Work to be completed =>
Format every line of the rows below as a Markdown table with two columns: No., which numbers the lines in order, and Line, which holds the text of each line. Skip blank lines and leave the pictures out.

Input material =>

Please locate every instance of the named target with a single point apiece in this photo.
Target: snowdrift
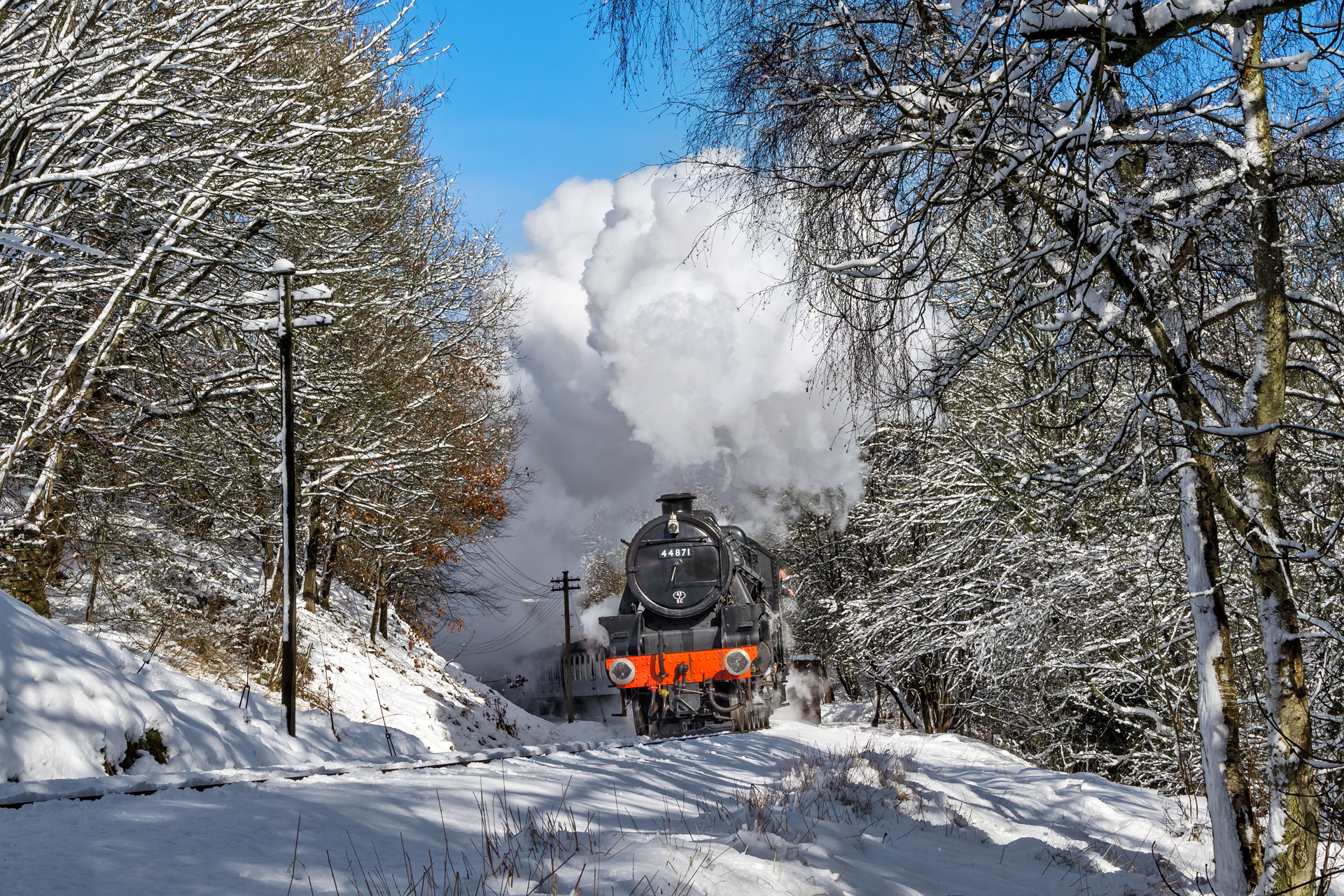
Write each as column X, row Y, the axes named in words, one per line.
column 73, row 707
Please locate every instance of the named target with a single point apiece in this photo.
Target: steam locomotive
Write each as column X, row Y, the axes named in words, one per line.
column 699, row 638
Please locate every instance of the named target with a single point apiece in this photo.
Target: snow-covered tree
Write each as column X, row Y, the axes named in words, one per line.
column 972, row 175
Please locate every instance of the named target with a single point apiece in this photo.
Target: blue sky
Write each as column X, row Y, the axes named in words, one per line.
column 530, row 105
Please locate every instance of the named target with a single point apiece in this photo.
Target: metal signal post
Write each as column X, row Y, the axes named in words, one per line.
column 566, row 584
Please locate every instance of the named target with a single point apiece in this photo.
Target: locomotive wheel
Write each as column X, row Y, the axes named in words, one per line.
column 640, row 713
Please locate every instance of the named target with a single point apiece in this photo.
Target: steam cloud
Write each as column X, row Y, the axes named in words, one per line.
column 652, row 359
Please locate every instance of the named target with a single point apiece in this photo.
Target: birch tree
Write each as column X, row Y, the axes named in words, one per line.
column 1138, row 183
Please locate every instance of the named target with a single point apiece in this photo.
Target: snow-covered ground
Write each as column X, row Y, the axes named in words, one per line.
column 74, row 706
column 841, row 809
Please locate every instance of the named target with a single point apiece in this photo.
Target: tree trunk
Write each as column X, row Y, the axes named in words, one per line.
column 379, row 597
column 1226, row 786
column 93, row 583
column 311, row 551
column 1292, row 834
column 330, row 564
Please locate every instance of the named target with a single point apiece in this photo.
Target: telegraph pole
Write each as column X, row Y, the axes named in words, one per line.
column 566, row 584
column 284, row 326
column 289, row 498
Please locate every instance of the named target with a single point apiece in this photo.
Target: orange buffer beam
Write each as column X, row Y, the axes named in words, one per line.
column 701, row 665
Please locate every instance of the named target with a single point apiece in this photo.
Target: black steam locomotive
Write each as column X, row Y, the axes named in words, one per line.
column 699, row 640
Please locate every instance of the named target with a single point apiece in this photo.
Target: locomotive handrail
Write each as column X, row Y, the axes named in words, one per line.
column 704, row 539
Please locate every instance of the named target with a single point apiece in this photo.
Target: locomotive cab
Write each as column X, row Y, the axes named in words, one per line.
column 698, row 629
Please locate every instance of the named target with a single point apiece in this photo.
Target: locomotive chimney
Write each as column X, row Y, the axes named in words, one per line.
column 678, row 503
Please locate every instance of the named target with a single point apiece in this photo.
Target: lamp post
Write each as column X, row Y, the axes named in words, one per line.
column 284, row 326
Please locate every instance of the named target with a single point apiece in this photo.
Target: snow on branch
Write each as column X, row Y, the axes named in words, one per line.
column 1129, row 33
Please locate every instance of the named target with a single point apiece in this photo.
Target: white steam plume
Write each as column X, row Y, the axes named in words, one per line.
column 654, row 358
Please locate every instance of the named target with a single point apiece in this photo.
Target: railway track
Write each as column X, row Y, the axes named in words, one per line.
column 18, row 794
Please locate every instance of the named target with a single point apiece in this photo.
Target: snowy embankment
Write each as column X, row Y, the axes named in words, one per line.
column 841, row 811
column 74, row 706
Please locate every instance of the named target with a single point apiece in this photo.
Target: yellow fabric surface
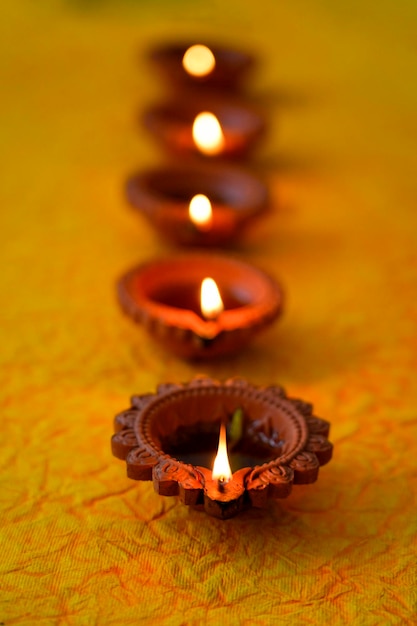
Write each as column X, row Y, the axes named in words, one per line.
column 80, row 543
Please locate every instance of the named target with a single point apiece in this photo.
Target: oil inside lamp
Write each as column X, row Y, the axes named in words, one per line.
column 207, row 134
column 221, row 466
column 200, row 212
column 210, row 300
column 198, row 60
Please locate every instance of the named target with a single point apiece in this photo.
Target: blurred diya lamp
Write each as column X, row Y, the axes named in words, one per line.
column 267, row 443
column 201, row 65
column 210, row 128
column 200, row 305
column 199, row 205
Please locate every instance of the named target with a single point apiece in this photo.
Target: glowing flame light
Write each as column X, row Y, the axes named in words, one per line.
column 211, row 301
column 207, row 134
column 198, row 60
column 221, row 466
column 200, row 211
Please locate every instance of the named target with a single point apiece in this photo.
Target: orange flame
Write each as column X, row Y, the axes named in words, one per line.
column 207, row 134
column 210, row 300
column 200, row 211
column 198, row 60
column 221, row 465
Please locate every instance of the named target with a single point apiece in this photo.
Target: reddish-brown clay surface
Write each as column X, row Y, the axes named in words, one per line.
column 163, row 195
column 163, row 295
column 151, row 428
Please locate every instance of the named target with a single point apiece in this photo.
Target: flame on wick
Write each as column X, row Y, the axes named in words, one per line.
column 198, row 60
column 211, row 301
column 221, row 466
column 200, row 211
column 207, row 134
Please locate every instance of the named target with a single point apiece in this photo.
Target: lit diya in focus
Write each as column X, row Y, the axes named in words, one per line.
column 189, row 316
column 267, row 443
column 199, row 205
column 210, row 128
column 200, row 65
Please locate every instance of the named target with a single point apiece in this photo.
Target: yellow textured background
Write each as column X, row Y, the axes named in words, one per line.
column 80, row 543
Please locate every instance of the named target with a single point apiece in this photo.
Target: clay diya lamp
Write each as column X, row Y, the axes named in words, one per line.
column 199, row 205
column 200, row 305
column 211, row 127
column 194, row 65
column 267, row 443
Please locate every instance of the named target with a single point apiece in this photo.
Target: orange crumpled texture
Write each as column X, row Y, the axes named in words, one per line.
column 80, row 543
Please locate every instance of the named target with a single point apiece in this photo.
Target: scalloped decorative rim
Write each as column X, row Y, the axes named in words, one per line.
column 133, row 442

Answer to this problem =>
| No. | Line |
|---|---|
| 1 | Please locate every instance of the named target with a single point apiece in this photo. |
| 2 | Target: snowdrift |
| 3 | Write each as column X, row Y, the axes named in words, one per line. |
| 4 | column 73, row 707 |
| 5 | Please locate every instance of the named target with a single point apiece in this photo. |
| 6 | Target: steam locomotive |
| 7 | Write each as column X, row Y, the axes named in words, one per line. |
| 8 | column 699, row 638 |
| 9 | Please locate every instance of the named target with a single point apiece in this photo. |
| 10 | Target: snow-covered tree |
| 11 | Write each as column X, row Y, the axes named in words, one per line. |
| 12 | column 972, row 175 |
| 13 | Please locate every instance of the named target with a single point apiece in this photo. |
| 14 | Target: blue sky |
| 15 | Write each as column X, row Y, the axes named in words, one per line. |
| 16 | column 530, row 105 |
| 17 | Please locate every instance of the named target with a single point apiece in this photo. |
| 18 | Target: metal signal post |
| 19 | Write each as column X, row Y, the axes named in words, one per line. |
| 20 | column 566, row 584 |
| 21 | Please locate every instance of the named target with a single point apiece in this photo. |
| 22 | Target: locomotive wheel |
| 23 | Write each as column X, row Y, the axes named in words, one per line. |
| 24 | column 640, row 713 |
| 25 | Please locate every instance of the named target with a single point apiece in this photo. |
| 26 | Target: steam cloud |
| 27 | Write each as column X, row Y, the axes named in words, one per line. |
| 28 | column 652, row 359 |
| 29 | Please locate every instance of the named target with a single point apiece in this photo. |
| 30 | Target: birch tree |
| 31 | Write each as column X, row Y, the axes named in words, one per line. |
| 32 | column 1138, row 183 |
| 33 | Please locate every instance of the named target with a single point apiece in this photo. |
| 34 | Target: snow-covered ground |
| 35 | Write each as column X, row Y, the axes named in words, one per line. |
| 36 | column 74, row 706 |
| 37 | column 841, row 809 |
| 38 | Please locate every instance of the named target with a single point apiece in this photo. |
| 39 | Target: tree trunk |
| 40 | Write each as column X, row Y, the axes named in words, one per line. |
| 41 | column 379, row 597 |
| 42 | column 1226, row 786 |
| 43 | column 93, row 583 |
| 44 | column 311, row 551 |
| 45 | column 1292, row 834 |
| 46 | column 330, row 564 |
| 47 | Please locate every instance of the named target with a single point apiece in this photo. |
| 48 | Target: telegraph pole |
| 49 | Write each as column X, row Y, the axes named in words, one per line. |
| 50 | column 566, row 584 |
| 51 | column 284, row 326 |
| 52 | column 289, row 498 |
| 53 | Please locate every instance of the named target with a single point apiece in this photo. |
| 54 | Target: orange buffer beam |
| 55 | Write each as column X, row Y, the axes named in words, one per line. |
| 56 | column 701, row 665 |
| 57 | Please locate every instance of the named target with a single point apiece in this photo. |
| 58 | Target: black steam locomotive |
| 59 | Write each as column X, row Y, the axes named in words, one per line. |
| 60 | column 699, row 640 |
| 61 | Please locate every instance of the named target with a single point apiece in this photo. |
| 62 | Target: locomotive handrail |
| 63 | Write each as column X, row Y, the axes named in words, one per line. |
| 64 | column 704, row 539 |
| 65 | Please locate every instance of the named target with a single point apiece in this photo. |
| 66 | Target: locomotive cab |
| 67 | Write each as column X, row Y, the axes named in words, one per line. |
| 68 | column 698, row 629 |
| 69 | Please locate every instance of the named target with a single point apiece in this photo. |
| 70 | Target: locomotive chimney |
| 71 | Write each as column X, row Y, the axes named in words, one per line. |
| 72 | column 678, row 503 |
| 73 | Please locate every instance of the named target with a single point apiece in this photo. |
| 74 | Target: lamp post |
| 75 | Write each as column X, row Y, the axes named in words, one per line. |
| 76 | column 284, row 326 |
| 77 | Please locate every instance of the named target with a single point apiece in this photo. |
| 78 | Target: snow on branch |
| 79 | Write each as column X, row Y, the axes named in words, one per line. |
| 80 | column 1129, row 33 |
| 81 | Please locate every instance of the named target with a single point apiece in this photo. |
| 82 | Target: white steam plume |
| 83 | Write each as column X, row Y, the axes named in words, one per line. |
| 84 | column 654, row 358 |
| 85 | Please locate every instance of the named target with a single point apiece in this photo. |
| 86 | Target: railway track |
| 87 | Write each as column X, row Y, the axes named in words, one per line. |
| 88 | column 18, row 794 |
| 89 | Please locate every instance of the named target with a single point apiece in this photo. |
| 90 | Target: snowy embankment |
| 91 | Write each as column X, row Y, the axes named in words, one per line. |
| 92 | column 841, row 811 |
| 93 | column 74, row 706 |
| 94 | Please locate every instance of the named target with a single point apiece in this photo. |
| 95 | Target: yellow fabric surface |
| 96 | Write each as column X, row Y, the axes named in words, one per line. |
| 97 | column 80, row 543 |
| 98 | Please locate every instance of the named target with a single point apiece in this photo. |
| 99 | Target: oil inside lamp |
| 100 | Write each as column X, row Y, the axes named in words, one per line. |
| 101 | column 207, row 134 |
| 102 | column 221, row 466 |
| 103 | column 200, row 212 |
| 104 | column 210, row 300 |
| 105 | column 198, row 60 |
| 106 | Please locate every instance of the named target with a single point apiece in this photo. |
| 107 | Target: blurred diya lamp |
| 108 | Write each as column X, row Y, the axes named in words, one per line. |
| 109 | column 267, row 443 |
| 110 | column 201, row 65 |
| 111 | column 210, row 128 |
| 112 | column 200, row 305 |
| 113 | column 199, row 205 |
| 114 | Please locate every instance of the named target with a single point apiece in this photo. |
| 115 | Target: glowing flame light |
| 116 | Write each as column X, row Y, the axes named in words, one per line. |
| 117 | column 211, row 301 |
| 118 | column 207, row 134 |
| 119 | column 198, row 60 |
| 120 | column 221, row 466 |
| 121 | column 200, row 211 |
| 122 | Please locate every instance of the named target with a single point apiece in this photo. |
| 123 | Target: orange flame |
| 124 | Write each as column X, row Y, the axes named in words, one per line. |
| 125 | column 207, row 134 |
| 126 | column 210, row 300 |
| 127 | column 200, row 211 |
| 128 | column 198, row 60 |
| 129 | column 221, row 465 |
| 130 | Please locate every instance of the named target with a single point apiece in this photo. |
| 131 | Target: reddish-brown clay surface |
| 132 | Write each as column X, row Y, the axes named in words, one per line. |
| 133 | column 163, row 195 |
| 134 | column 163, row 295 |
| 135 | column 151, row 428 |
| 136 | Please locate every instance of the named target with a single point apiece in this photo. |
| 137 | Target: flame on wick |
| 138 | Write each as column X, row Y, the axes named in words, one per line. |
| 139 | column 198, row 60 |
| 140 | column 211, row 301 |
| 141 | column 221, row 466 |
| 142 | column 200, row 211 |
| 143 | column 207, row 134 |
| 144 | Please locate every instance of the named target with a single point apiece in this photo. |
| 145 | Target: lit diya in focus |
| 146 | Write each as column X, row Y, the axes named in words, one per line. |
| 147 | column 189, row 316 |
| 148 | column 267, row 443 |
| 149 | column 199, row 205 |
| 150 | column 210, row 128 |
| 151 | column 200, row 65 |
| 152 | Please locate every instance of the named target with a single point apiece in this photo. |
| 153 | Target: yellow textured background |
| 154 | Write each as column X, row Y, the axes named in words, one per line. |
| 155 | column 80, row 543 |
| 156 | Please locate every instance of the named target with a single point apiece in this photo. |
| 157 | Target: clay diya lamp |
| 158 | Write each as column X, row Y, the axes named in words, one per line. |
| 159 | column 199, row 205 |
| 160 | column 200, row 305 |
| 161 | column 211, row 127 |
| 162 | column 194, row 65 |
| 163 | column 267, row 443 |
| 164 | Please locate every instance of the named target with a single point apiece in this photo. |
| 165 | Target: orange crumpled texture |
| 166 | Write each as column X, row Y, the axes named in words, one per line. |
| 167 | column 80, row 543 |
| 168 | Please locate every instance of the named target with a single point apiece in this photo. |
| 169 | Target: scalloped decorative rim |
| 170 | Write each as column X, row Y, the axes named in words, one per line. |
| 171 | column 133, row 442 |